_Work to do:_ Collect every line of the records below that contains the word "white", treating uppercase and lowercase letters as distinct.

+++ Material supplied

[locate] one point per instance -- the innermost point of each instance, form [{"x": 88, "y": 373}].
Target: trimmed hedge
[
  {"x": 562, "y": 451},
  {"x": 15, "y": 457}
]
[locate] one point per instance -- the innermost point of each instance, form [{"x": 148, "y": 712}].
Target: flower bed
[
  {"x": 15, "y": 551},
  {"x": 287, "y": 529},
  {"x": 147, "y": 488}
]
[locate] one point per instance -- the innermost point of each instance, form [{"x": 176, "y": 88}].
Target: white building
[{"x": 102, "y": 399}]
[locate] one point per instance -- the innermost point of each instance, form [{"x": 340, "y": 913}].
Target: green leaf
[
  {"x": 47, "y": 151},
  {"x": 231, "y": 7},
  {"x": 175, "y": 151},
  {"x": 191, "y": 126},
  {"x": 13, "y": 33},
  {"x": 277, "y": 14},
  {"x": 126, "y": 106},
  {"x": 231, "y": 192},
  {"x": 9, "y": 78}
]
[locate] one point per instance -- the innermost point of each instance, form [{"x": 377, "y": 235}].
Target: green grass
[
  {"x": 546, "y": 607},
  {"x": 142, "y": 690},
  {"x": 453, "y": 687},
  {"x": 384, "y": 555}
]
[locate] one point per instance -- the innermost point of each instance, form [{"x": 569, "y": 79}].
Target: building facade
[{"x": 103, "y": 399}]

++++++
+++ Material supplied

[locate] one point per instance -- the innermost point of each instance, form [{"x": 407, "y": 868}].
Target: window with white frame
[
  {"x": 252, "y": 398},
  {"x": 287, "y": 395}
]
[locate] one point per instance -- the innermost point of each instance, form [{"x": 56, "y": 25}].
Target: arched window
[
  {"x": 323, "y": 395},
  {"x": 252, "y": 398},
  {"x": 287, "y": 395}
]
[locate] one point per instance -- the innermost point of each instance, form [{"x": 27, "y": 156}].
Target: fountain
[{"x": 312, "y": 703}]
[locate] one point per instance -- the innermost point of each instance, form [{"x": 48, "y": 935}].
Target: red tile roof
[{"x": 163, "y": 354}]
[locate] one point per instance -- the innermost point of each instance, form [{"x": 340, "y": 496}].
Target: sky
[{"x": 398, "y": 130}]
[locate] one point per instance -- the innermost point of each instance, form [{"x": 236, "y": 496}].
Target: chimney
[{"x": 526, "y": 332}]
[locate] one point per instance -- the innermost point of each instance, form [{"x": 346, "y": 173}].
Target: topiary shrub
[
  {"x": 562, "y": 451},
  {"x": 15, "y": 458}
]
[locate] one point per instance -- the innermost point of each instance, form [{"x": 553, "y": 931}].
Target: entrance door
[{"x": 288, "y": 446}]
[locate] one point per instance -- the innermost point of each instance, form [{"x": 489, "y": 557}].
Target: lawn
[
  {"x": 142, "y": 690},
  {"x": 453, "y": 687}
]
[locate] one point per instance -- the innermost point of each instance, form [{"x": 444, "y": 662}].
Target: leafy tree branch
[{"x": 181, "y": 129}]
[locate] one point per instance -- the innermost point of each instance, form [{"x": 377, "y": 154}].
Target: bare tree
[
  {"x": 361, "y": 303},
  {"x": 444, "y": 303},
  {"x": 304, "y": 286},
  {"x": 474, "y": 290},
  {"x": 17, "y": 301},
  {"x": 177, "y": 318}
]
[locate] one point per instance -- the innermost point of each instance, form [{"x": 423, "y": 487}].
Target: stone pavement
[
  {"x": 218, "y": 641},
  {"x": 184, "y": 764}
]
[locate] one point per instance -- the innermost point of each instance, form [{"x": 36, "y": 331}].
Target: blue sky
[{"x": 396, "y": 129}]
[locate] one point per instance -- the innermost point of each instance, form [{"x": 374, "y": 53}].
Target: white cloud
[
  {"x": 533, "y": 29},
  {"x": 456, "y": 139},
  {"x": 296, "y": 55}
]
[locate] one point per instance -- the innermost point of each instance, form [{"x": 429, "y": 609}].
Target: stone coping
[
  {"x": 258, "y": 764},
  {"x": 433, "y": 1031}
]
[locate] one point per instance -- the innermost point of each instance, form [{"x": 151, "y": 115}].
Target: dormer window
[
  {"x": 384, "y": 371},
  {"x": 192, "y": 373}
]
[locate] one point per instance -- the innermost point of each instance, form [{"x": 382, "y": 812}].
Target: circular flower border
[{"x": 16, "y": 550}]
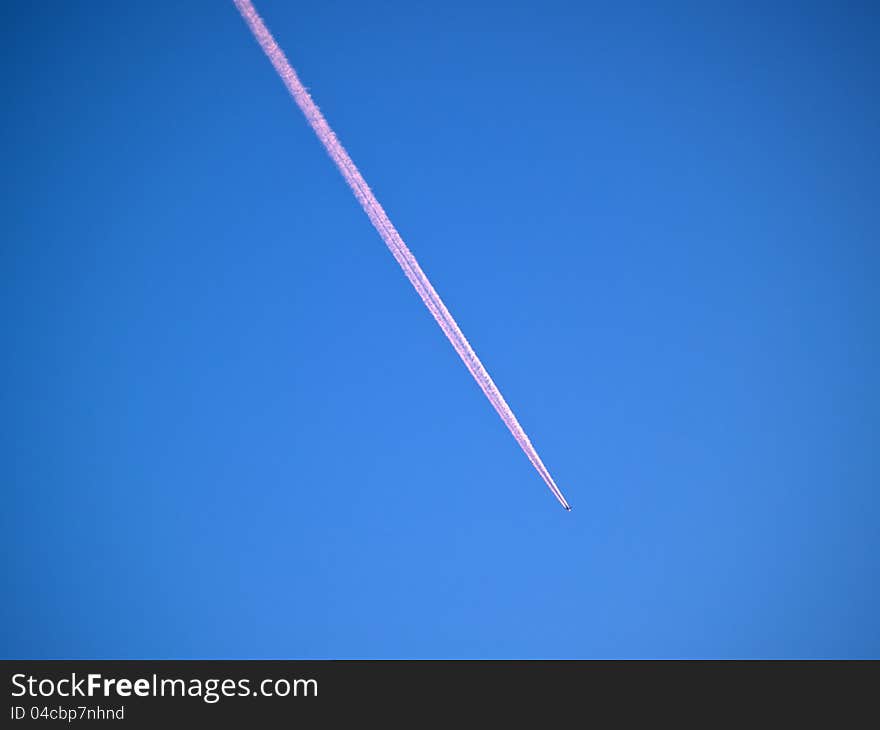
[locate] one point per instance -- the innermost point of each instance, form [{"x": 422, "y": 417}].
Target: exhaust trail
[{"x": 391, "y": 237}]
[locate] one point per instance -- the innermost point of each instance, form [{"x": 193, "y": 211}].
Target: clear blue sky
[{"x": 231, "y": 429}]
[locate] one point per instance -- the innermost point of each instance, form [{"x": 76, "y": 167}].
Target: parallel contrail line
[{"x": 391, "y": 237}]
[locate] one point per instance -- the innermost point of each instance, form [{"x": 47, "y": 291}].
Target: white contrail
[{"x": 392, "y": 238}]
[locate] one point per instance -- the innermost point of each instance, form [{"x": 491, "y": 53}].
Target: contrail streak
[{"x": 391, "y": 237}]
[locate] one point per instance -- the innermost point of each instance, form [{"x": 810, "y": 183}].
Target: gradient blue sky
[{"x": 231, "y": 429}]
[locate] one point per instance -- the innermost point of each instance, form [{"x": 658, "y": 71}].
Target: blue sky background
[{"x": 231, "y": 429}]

++++++

_Task answer:_
Target: white building
Target: window with white frame
Target: white cloud
Target: white contrail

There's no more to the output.